### [PASSAGE]
——

Dan McCaffrey of McCaffrey Interests explains his company's role in the redevelopment plan (Photo by Stephen Markley)
In a presentation at Children’s Memorial Hospital on Wednesday, Lincoln Park residents learned what kind of hole the hospital will leave when it moves downtown, and what a challenge it will be to fill. Ald. Michele Smith (43rd) and Dan McCaffery of real estate developer McCaffery Interests made it clear that they planned to tackle that challenge.
“I have one vision: that we create a beautiful new crossroads for the Lincoln Park community and win a national award for planning and design,” Smith said.
This kicked off the first of what will likely be many community meetings on the redevelopment, and all parties made it clear that they did not want a repeat of some of the development wars that have plagued Lincoln Park in the past, such as the contentious debate over the old Lincoln Park Hospital.
“It’s one heck of a challenge. This is a very learned group with strong opinions, and you’re not going to get pushed around by anybody and neither is your alderman,” said McCaffery, who began his part of the presentation by joking of the previous accolades showered on his firm, “Those are the nicest things that have ever been said about a developer in a public meeting.”
McCaffery and his partner, the architect Joe Antunovich of Antunovich Associates, for the most part were received warmly by the crowd eager to hear about the next steps in the process of reinventing the neighborhood.
“We’re going to do our best to not be like Congress,” quipped McCaffery. “We work with you, you work with me.”
Yet the task that lies before McCaffery and Antunovich is enormous and very serious to the business and residential communities in the area. According to Children Memorial Hospital representative Mary Kate Daley, the hospital has 1.5 million people on its campus per year, accounts for approximately 30 percent of the neighborhood’s traffic volume, and if nothing were to replace it, an economic impact study found that the 60614 area code could lose between $9.3 to $35.1 million in revenue per year.
Sam Sanchez, owner of John Barleycorn spoke passionately about the need to replace Children’s with something that would draw customers to the area’s struggling small businesses.
“I am concerned it might not be a development that can create jobs,” said Sanchez, “We don’t want to create more space that can sit vacant. Businesses are suffering, John Barleycorn is having a hard time. I fear that if something is not built in this beautiful corner that can create business, John Barleycorn will be gone.”

——

### [INFORMATION PROVIDED]
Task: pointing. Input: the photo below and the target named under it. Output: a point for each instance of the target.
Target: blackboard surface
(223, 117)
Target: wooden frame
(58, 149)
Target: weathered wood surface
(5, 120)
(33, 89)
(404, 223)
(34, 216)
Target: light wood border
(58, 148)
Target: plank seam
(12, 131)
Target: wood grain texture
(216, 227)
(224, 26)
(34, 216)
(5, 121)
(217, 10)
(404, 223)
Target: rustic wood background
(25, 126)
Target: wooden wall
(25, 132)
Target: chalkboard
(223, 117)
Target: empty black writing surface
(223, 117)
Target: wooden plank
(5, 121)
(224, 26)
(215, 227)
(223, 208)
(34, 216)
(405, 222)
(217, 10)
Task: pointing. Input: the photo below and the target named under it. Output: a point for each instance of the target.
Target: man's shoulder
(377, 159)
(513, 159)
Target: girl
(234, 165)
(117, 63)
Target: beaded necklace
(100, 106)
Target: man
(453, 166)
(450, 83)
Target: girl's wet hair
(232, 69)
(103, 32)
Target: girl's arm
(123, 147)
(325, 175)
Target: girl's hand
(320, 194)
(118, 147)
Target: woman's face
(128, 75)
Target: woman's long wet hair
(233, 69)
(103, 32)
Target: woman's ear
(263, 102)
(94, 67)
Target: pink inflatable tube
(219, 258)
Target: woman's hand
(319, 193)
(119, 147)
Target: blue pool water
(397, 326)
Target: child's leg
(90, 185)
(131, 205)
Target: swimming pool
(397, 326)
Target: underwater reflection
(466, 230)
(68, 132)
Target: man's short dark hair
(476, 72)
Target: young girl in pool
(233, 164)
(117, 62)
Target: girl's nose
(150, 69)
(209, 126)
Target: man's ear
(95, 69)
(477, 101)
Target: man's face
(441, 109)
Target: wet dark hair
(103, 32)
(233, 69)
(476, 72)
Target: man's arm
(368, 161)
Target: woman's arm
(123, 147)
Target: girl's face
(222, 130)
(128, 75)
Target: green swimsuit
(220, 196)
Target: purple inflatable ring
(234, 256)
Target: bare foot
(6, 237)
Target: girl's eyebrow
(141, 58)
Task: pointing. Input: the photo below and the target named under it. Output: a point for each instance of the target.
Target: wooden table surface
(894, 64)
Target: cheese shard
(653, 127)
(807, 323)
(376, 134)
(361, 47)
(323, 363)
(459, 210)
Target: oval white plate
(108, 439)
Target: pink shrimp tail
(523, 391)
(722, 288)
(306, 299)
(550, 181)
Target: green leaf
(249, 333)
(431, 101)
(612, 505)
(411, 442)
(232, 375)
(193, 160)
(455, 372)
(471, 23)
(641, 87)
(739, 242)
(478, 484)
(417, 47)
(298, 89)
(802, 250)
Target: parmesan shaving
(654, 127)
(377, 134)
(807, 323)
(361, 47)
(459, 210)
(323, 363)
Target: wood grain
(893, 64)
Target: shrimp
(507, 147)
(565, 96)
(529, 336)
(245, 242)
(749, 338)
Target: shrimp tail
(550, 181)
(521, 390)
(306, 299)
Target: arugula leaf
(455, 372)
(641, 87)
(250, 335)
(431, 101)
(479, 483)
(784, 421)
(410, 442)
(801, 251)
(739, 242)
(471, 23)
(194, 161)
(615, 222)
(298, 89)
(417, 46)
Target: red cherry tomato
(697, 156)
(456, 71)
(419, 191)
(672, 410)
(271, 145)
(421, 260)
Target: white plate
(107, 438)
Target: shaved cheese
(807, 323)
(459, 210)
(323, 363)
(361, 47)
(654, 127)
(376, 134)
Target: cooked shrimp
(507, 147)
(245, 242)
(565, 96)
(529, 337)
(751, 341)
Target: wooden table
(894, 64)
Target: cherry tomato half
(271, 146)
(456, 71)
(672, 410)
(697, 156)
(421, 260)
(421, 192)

——

### [PROBLEM SET]
1) According to the hospital redevelopment article, what share of the neighborhood's traffic volume does the hospital account for?
2) Extract from the hospital redevelopment article the stretch from "In a presentation" through "tackle that challenge.".
3) Do these statements agree with the hospital redevelopment article? (a) Michele Smith is the alderman for the 43rd ward. (b) Joe Antunovich is a real estate developer. (c) Sam Sanchez owns John Barleycorn.

### [ANSWERS TO THE PROBLEMS]
1) Approximately 30 percent.

2)
In a presentation at Children’s Memorial Hospital on Wednesday, Lincoln Park residents learned what kind of hole the hospital will leave when it moves downtown, and what a challenge it will be to fill. Ald. Michele Smith (43rd) and Dan McCaffery of real estate developer McCaffery Interests made it clear that they planned to tackle that challenge.

3)
(a) Yes: "Ald. Michele Smith (43rd)"
(b) No: "the architect Joe Antunovich of Antunovich Associates"
(c) Yes: "Sam Sanchez, owner of John Barleycorn"